> _Entries from a data source_:
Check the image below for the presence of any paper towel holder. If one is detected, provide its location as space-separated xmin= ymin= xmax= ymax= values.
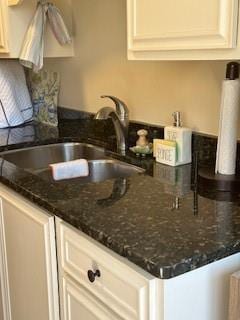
xmin=198 ymin=167 xmax=240 ymax=194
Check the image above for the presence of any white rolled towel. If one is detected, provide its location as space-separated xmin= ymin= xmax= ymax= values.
xmin=49 ymin=159 xmax=89 ymax=181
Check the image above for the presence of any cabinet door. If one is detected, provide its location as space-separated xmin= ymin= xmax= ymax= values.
xmin=128 ymin=0 xmax=238 ymax=51
xmin=62 ymin=277 xmax=120 ymax=320
xmin=0 ymin=188 xmax=59 ymax=320
xmin=0 ymin=0 xmax=8 ymax=53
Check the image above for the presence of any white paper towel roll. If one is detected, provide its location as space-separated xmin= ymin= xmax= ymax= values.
xmin=216 ymin=79 xmax=240 ymax=175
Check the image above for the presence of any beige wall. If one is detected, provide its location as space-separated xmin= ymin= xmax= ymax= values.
xmin=47 ymin=0 xmax=229 ymax=134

> _What you have to do_: Select each line of the entries above that contains the word "white", and copy those lines out. Case counts.

> _Problem solution_:
Check the image above for the presence of any white rolled towel. If one is detected, provide its location as space-separated xmin= ymin= xmax= ymax= values.
Check the image above for the presence of any white paper towel roll. If one is detected, provide its location as space-separated xmin= ymin= xmax= ymax= values.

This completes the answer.